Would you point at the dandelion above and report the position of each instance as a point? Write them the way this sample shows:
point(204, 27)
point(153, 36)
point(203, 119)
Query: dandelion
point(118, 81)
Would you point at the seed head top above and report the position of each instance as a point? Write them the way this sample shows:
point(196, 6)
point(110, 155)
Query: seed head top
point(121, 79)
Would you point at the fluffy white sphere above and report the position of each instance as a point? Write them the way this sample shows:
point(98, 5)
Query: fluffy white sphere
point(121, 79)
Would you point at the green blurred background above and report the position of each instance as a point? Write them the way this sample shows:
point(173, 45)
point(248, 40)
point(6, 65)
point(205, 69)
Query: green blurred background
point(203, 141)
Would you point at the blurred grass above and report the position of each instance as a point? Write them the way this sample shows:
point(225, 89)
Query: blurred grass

---

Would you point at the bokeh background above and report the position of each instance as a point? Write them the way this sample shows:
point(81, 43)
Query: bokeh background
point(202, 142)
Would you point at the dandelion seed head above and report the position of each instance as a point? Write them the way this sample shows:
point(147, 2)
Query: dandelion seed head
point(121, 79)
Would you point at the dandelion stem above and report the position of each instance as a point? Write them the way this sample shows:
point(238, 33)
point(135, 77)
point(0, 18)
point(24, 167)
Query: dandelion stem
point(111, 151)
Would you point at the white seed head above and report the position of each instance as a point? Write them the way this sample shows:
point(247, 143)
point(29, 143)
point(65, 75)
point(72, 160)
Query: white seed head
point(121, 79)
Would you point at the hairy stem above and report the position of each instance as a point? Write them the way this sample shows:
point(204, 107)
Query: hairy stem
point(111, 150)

◆ **Written instruction**:
Find each line in the records above that contains the word "head", matching case exactly, and copy those lines.

◆ **Answer for the task**:
Would you point at the seed head top above and report the position of each instance as a point? Write them the way this sample shows:
Query: seed head top
Would you point at the dandelion seed head above and report the position of each instance as a point? Write them the way this sample shows:
Query: dandelion seed head
Would you point at the white seed head above and report the position of each instance as a point? Write them the way this sample shows:
Query: white seed head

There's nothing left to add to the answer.